Assigned task: Set down the lines word for word, from the start of the lines below through the line containing "negative clicks: (328, 633) (506, 501)", and nothing else.

Data to process:

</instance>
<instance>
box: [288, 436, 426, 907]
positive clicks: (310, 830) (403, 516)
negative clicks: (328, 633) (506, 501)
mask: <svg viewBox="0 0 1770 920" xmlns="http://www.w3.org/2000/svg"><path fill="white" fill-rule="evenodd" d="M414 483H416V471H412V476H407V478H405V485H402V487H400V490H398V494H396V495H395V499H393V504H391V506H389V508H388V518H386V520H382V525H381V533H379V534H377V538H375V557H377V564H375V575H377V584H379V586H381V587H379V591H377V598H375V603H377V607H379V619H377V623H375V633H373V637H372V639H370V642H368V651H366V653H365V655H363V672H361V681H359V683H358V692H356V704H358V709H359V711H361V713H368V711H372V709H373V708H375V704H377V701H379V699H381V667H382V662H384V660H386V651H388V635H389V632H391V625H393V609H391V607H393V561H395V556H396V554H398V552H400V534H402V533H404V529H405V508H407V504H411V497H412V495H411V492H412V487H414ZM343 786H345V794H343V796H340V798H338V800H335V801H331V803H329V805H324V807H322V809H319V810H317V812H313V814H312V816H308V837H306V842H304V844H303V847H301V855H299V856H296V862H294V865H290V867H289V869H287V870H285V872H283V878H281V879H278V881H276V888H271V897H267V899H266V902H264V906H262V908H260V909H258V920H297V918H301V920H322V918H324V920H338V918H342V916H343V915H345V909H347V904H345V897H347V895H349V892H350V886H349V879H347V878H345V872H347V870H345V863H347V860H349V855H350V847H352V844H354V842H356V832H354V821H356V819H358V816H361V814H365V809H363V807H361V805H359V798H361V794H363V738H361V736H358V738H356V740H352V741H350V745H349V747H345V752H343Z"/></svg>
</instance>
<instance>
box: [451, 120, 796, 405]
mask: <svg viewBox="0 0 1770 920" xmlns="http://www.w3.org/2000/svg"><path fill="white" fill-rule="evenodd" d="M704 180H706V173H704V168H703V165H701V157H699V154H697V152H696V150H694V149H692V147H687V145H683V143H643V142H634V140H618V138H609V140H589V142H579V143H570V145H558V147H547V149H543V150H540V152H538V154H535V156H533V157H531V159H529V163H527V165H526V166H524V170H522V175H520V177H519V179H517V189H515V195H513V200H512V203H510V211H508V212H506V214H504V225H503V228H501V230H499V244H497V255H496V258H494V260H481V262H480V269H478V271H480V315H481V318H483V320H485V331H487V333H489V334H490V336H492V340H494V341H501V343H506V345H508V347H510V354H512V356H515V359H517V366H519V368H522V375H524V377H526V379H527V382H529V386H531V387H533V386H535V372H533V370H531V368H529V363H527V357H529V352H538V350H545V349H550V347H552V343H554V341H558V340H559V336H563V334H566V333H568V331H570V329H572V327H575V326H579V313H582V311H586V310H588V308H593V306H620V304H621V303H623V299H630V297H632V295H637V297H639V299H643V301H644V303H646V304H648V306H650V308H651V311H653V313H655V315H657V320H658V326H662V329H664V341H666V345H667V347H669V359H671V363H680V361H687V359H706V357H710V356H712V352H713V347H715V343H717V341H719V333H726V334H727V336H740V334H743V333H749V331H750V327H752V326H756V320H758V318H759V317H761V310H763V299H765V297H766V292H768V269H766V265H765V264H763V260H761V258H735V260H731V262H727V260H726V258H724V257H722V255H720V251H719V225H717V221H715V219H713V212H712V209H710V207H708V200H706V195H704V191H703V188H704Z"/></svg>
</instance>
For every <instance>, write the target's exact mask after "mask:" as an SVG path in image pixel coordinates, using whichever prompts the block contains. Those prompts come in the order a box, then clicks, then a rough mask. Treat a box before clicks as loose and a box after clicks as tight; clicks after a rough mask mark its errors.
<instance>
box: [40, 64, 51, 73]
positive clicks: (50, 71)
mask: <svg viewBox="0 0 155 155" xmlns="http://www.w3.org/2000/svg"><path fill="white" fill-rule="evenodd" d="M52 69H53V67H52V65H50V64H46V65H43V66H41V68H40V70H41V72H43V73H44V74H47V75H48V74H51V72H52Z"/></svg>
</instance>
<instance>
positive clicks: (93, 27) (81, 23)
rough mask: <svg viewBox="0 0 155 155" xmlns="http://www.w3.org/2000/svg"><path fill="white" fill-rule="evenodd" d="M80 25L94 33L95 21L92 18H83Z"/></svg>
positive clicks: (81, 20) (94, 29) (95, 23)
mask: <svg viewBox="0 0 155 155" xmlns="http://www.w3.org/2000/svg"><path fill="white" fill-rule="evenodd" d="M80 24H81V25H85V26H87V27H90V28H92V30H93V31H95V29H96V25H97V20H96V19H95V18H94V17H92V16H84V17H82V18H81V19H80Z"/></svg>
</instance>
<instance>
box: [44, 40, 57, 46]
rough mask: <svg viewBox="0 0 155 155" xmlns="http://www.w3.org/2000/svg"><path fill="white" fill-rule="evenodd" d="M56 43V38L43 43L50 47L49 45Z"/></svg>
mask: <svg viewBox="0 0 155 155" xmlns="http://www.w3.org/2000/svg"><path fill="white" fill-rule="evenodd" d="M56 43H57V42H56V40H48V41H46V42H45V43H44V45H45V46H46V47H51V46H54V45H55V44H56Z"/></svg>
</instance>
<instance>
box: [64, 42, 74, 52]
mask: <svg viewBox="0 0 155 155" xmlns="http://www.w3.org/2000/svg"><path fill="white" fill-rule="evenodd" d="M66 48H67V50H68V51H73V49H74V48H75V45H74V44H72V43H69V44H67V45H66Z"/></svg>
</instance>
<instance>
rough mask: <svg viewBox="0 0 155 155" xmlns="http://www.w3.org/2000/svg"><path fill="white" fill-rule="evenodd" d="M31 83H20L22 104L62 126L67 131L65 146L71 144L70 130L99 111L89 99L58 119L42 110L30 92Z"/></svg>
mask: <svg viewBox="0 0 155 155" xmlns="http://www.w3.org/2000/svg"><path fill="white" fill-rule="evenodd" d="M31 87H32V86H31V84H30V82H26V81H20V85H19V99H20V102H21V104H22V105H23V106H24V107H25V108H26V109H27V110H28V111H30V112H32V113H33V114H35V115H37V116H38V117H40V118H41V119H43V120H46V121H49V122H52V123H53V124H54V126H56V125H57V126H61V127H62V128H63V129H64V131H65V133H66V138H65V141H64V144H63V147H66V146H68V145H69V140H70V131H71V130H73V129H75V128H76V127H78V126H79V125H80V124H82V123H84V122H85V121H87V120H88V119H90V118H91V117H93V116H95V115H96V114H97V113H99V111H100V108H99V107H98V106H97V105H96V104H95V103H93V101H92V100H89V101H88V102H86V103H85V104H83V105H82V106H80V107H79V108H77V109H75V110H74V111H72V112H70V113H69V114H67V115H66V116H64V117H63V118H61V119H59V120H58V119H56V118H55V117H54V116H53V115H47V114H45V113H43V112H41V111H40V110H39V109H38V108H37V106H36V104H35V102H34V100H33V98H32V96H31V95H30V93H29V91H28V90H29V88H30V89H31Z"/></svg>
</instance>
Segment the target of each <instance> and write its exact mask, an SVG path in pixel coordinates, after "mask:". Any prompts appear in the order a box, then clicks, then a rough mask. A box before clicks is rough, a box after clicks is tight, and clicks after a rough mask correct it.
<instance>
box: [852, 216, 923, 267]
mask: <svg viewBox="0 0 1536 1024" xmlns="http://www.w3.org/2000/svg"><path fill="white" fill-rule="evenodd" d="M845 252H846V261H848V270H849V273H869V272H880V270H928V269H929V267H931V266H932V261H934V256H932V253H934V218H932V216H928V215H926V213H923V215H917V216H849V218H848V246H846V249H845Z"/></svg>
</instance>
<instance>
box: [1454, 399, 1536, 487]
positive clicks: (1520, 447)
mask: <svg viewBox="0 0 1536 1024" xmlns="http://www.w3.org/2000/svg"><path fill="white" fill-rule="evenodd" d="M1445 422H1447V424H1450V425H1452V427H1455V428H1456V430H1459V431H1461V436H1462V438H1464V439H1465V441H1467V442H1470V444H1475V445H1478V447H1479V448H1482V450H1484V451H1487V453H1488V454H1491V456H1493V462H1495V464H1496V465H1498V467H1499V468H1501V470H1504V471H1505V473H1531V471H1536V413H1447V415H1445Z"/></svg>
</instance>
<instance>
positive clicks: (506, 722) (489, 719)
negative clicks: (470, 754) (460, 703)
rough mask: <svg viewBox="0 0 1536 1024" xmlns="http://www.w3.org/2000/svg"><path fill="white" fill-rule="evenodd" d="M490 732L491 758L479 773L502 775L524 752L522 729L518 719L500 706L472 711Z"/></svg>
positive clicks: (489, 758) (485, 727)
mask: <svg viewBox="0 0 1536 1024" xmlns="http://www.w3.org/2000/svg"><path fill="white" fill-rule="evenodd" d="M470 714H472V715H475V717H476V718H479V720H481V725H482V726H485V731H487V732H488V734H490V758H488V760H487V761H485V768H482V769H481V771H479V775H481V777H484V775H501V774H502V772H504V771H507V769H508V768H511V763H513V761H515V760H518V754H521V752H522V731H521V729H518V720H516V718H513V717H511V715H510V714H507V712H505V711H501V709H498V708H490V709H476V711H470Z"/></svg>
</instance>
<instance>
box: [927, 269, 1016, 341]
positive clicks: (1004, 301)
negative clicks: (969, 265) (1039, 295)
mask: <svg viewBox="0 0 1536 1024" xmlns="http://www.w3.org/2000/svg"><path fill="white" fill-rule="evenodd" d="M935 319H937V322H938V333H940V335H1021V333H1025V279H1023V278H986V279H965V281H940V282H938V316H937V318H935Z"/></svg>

Answer below:
</instance>
<instance>
box: [288, 436, 426, 907]
positive clicks: (310, 830) (403, 516)
negative clicks: (328, 633) (506, 501)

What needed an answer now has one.